=== What you should do ===
Below are records; reproduce exactly the lines from the one that has "Using the image above, draw a bounding box around the ceiling." through the one that has "back. Write your answer below.", ends included, and nothing more.

*** Data for processing ***

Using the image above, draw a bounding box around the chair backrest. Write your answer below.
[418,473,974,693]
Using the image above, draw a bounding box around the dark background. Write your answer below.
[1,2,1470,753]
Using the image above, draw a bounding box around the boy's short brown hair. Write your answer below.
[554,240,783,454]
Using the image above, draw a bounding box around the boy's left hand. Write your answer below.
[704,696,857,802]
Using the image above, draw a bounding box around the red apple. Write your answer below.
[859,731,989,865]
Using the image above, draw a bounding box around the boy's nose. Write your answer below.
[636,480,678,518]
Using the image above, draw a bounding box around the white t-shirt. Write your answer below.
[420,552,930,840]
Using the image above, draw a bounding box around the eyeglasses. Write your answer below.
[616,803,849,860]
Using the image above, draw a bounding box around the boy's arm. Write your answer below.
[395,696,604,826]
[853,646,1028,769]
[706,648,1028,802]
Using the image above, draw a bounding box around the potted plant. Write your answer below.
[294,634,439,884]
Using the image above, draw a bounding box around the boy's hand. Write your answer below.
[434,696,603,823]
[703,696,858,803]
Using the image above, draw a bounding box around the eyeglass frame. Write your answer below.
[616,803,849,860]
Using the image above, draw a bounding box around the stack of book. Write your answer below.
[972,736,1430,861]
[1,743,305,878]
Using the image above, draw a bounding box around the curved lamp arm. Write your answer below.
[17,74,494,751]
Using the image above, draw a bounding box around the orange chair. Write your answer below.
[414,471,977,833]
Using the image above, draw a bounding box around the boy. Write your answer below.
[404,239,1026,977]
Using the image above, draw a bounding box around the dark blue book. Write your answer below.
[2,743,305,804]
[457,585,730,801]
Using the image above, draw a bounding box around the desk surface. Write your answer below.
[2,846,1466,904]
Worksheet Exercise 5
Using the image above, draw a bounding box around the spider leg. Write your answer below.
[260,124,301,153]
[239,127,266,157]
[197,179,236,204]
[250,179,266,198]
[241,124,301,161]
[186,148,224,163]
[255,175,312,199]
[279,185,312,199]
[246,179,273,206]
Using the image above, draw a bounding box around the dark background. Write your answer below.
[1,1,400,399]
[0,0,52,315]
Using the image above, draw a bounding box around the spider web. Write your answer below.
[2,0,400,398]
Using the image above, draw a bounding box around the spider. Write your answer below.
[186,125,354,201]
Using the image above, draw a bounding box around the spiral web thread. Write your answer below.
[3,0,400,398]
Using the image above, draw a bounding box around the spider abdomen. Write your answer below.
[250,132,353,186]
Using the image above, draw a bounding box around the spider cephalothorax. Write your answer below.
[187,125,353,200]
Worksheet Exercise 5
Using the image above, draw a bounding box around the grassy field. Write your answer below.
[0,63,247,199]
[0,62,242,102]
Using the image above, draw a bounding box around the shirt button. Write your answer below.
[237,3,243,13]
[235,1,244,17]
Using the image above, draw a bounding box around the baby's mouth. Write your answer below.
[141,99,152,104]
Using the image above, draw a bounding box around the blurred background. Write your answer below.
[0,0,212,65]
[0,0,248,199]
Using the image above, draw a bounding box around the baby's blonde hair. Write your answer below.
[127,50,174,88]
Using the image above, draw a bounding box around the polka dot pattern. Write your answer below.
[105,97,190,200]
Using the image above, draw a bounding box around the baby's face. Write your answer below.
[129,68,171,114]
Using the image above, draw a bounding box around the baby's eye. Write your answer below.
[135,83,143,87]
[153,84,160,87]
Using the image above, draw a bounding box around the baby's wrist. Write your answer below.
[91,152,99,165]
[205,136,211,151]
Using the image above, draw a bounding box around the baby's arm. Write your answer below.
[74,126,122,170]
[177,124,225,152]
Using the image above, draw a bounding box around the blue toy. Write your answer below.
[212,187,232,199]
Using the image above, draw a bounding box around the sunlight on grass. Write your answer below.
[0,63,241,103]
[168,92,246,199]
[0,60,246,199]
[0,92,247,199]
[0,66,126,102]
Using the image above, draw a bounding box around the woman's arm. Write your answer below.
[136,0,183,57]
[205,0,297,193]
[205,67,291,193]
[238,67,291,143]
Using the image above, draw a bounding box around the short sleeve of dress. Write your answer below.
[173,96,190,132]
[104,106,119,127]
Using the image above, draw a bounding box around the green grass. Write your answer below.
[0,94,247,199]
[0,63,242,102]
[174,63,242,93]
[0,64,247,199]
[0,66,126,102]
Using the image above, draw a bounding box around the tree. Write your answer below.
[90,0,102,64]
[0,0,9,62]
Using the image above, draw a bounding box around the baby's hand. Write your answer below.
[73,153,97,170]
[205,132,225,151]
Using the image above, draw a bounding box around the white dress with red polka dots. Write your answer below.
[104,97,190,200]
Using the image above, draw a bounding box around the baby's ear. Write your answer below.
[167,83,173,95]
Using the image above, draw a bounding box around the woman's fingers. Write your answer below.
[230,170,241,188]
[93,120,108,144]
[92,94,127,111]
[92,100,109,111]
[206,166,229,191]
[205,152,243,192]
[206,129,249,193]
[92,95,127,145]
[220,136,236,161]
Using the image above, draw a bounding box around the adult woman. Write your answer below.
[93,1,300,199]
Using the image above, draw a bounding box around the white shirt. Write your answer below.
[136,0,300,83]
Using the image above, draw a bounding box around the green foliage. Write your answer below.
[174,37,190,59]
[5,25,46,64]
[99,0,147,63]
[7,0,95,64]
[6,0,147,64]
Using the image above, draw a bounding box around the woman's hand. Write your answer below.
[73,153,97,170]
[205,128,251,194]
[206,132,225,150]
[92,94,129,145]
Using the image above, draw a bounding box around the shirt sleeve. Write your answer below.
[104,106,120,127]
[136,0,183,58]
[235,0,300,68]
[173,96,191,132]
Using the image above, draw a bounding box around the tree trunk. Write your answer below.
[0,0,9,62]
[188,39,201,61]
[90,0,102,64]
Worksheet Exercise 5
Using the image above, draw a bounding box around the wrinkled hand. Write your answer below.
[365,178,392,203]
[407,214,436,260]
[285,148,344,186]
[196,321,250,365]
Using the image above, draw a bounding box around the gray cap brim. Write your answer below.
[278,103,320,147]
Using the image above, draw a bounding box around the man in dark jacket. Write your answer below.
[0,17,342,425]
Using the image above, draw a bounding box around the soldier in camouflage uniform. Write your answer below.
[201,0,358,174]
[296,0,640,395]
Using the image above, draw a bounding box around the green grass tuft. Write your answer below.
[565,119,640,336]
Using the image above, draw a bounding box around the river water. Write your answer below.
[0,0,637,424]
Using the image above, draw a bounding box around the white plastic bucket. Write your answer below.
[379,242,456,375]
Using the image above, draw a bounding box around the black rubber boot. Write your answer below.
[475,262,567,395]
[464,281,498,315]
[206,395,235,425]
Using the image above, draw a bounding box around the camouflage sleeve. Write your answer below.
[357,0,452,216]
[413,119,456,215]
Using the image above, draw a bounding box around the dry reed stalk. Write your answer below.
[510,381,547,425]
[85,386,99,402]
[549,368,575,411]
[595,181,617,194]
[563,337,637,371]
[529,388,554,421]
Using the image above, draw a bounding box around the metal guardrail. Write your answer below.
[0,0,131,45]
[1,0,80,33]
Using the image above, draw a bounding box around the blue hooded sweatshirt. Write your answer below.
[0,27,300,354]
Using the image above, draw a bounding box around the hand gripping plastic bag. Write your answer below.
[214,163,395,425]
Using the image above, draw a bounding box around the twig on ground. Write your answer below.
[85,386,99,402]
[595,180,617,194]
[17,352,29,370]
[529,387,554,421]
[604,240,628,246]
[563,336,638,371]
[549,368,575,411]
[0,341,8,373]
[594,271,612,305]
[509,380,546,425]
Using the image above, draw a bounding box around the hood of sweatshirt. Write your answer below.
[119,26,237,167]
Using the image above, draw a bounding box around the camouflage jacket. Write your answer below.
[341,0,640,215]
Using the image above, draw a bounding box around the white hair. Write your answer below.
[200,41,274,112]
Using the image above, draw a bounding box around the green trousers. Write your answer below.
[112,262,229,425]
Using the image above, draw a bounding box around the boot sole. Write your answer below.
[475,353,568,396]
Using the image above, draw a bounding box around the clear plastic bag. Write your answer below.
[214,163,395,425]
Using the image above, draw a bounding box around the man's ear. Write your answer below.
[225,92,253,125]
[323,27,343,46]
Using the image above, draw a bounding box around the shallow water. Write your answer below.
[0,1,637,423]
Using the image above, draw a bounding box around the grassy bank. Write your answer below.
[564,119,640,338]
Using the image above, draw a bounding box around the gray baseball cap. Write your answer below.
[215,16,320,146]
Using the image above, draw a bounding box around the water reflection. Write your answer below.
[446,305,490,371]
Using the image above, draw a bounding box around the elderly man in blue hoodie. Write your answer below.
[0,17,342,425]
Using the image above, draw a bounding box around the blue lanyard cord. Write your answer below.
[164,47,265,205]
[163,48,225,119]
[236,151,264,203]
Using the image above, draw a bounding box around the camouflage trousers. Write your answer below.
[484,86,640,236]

***
*** Data for processing ***

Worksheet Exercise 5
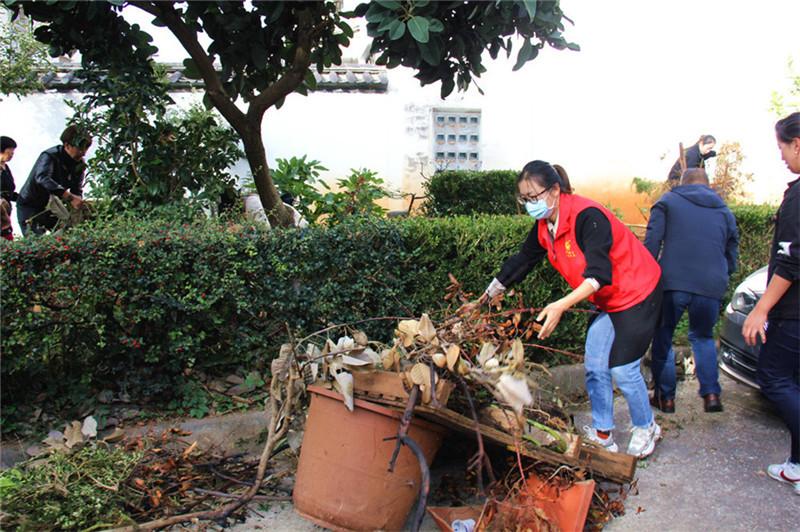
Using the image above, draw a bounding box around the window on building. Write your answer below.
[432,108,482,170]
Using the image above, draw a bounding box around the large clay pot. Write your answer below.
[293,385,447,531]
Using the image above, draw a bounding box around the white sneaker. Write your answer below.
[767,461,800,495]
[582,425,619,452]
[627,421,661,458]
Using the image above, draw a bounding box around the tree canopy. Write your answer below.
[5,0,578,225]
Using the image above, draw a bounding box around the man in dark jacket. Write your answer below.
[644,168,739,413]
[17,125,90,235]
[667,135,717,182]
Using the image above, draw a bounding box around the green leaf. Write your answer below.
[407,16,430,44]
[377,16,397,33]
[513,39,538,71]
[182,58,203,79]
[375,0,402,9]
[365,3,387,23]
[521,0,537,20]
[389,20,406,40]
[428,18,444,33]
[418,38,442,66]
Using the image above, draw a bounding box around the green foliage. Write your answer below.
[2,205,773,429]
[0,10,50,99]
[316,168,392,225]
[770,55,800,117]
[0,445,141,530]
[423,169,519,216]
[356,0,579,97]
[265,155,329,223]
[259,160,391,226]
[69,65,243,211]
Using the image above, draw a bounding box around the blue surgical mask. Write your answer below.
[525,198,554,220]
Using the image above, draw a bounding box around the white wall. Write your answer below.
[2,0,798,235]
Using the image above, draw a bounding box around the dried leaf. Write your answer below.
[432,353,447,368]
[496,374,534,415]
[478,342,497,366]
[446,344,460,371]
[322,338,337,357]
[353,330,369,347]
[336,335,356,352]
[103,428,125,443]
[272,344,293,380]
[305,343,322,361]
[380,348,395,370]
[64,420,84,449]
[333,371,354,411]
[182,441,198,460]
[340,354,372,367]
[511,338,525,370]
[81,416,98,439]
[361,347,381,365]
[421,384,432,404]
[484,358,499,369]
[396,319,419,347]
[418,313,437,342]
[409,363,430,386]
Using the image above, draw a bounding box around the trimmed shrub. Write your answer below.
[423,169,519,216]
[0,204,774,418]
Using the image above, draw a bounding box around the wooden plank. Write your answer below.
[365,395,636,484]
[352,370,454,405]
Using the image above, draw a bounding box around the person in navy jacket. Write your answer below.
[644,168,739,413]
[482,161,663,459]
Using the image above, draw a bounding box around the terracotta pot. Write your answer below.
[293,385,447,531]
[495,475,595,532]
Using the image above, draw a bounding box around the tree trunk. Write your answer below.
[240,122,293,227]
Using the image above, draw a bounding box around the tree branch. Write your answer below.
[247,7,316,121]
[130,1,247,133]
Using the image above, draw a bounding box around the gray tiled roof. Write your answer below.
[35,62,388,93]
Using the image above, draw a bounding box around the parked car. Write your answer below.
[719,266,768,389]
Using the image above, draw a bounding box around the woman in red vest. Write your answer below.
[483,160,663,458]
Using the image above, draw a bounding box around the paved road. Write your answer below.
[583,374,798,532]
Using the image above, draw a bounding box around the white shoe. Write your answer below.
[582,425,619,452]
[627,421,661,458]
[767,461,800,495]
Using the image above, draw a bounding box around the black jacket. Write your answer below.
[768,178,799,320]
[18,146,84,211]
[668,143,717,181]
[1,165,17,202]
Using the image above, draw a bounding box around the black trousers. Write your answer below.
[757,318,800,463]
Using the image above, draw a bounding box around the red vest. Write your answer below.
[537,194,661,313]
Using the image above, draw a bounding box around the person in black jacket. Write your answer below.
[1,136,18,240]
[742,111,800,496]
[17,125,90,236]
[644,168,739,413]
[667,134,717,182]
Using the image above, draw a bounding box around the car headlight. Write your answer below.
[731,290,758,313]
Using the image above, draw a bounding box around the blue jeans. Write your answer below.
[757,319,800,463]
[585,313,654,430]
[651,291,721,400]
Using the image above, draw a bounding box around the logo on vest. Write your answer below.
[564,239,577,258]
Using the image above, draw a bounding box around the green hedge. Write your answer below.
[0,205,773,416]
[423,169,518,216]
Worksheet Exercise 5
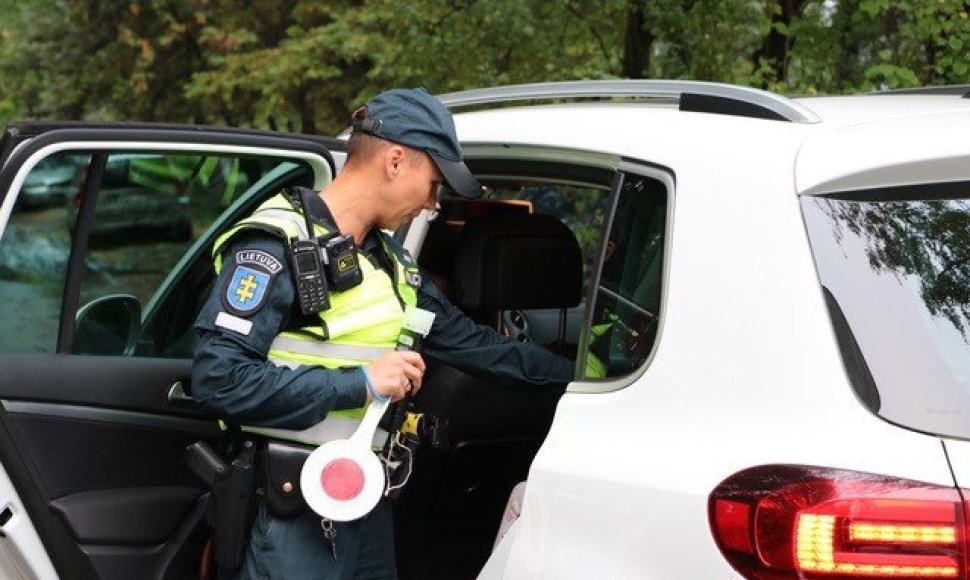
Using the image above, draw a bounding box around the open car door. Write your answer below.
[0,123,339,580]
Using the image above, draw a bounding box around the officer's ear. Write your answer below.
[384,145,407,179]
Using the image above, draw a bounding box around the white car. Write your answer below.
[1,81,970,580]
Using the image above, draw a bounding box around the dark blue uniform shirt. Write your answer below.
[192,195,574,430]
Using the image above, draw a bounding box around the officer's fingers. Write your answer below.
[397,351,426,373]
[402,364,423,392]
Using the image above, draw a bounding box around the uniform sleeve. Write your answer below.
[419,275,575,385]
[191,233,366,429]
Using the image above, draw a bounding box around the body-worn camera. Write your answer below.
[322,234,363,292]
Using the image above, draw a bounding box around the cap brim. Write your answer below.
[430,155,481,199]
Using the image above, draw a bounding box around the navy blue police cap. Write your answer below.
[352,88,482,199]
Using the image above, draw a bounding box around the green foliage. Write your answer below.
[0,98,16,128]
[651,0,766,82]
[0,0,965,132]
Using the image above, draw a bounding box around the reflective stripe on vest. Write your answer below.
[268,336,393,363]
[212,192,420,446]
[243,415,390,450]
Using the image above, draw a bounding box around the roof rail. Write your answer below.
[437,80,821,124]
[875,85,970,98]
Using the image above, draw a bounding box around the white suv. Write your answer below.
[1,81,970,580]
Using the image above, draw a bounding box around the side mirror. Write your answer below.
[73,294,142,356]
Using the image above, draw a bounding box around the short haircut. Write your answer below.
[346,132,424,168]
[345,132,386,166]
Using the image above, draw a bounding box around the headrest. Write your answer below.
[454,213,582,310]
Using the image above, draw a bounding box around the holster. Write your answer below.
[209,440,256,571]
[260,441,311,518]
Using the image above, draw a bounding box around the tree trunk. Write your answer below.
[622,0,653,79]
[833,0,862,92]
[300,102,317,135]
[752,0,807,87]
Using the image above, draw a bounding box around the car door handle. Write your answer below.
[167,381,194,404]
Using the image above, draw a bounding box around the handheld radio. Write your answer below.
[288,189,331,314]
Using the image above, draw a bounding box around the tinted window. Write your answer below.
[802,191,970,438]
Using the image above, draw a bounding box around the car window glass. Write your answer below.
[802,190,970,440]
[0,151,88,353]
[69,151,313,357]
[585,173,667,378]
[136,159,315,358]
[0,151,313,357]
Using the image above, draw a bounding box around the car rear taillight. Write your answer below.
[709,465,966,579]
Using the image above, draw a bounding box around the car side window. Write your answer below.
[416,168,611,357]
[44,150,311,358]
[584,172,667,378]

***
*** Data for processing ***

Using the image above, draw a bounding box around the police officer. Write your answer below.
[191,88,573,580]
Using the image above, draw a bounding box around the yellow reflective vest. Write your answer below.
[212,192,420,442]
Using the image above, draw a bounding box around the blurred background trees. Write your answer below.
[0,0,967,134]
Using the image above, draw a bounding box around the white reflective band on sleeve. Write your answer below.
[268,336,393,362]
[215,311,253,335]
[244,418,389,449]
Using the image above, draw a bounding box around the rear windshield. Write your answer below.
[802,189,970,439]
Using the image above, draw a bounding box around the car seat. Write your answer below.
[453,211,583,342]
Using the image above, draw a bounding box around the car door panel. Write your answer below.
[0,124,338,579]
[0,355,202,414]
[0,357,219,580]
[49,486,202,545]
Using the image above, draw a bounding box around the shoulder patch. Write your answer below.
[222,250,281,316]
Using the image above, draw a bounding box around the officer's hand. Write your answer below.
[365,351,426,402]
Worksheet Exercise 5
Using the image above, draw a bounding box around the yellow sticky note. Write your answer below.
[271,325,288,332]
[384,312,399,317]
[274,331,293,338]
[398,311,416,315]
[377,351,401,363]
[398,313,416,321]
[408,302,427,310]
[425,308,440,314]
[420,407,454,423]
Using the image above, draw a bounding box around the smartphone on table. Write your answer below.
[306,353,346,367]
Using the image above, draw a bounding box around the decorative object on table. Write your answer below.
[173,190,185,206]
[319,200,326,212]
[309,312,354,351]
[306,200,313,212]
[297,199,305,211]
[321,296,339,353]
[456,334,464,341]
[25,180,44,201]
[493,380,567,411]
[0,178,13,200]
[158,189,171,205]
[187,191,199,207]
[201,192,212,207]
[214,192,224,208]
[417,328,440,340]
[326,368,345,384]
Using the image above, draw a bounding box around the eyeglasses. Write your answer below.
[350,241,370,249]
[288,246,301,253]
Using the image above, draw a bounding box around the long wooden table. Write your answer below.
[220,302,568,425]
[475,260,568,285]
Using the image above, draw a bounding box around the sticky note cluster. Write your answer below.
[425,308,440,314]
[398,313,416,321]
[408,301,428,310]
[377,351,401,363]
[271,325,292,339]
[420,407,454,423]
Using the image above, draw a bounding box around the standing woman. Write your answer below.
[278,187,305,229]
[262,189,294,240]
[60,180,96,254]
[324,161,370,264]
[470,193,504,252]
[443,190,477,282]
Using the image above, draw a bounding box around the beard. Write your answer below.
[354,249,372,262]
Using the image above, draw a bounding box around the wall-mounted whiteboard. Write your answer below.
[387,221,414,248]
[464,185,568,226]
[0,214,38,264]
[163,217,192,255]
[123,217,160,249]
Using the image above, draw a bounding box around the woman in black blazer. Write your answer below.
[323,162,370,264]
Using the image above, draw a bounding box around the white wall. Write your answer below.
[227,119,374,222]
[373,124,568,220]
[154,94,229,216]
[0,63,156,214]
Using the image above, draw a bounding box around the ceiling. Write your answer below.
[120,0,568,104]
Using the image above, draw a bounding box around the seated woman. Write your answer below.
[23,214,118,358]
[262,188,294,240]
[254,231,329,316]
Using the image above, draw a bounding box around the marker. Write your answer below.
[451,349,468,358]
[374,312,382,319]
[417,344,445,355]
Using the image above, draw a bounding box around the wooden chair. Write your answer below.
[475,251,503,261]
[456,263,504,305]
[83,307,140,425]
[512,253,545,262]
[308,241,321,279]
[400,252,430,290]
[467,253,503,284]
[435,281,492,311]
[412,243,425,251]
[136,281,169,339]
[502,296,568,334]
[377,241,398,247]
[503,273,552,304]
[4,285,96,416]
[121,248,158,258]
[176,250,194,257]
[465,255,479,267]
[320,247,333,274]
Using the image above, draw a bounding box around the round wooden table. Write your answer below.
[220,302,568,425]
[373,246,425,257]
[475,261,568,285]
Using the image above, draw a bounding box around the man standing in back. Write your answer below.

***

=== Response box ===
Using the image above, draw a bounding box around the ceiling. Write your answer below.
[120,0,568,104]
Using the image above, draw a bounding box around the seated woman. Write your answer below.
[23,214,118,358]
[262,188,294,240]
[254,231,329,316]
Using the image above, draw a bounding box around the marker. Write your answer below.
[451,349,468,358]
[374,312,382,319]
[417,344,445,355]
Using the image above, draw a bounding box around the wooden chair. Write your answer below.
[475,251,503,261]
[456,263,504,305]
[83,307,140,425]
[512,253,545,262]
[308,241,321,279]
[400,252,430,290]
[467,253,503,284]
[435,281,492,311]
[412,243,425,251]
[136,281,169,339]
[502,296,568,334]
[377,241,398,247]
[503,273,552,304]
[4,285,96,416]
[121,248,158,258]
[176,250,194,257]
[465,255,479,267]
[320,247,333,274]
Using the image above, draw a bounding box around the round wooden table. Write your answer below.
[220,302,568,425]
[373,246,425,257]
[475,261,568,285]
Using the image above, draw a bounding box around the man standing in back. Write your answer below.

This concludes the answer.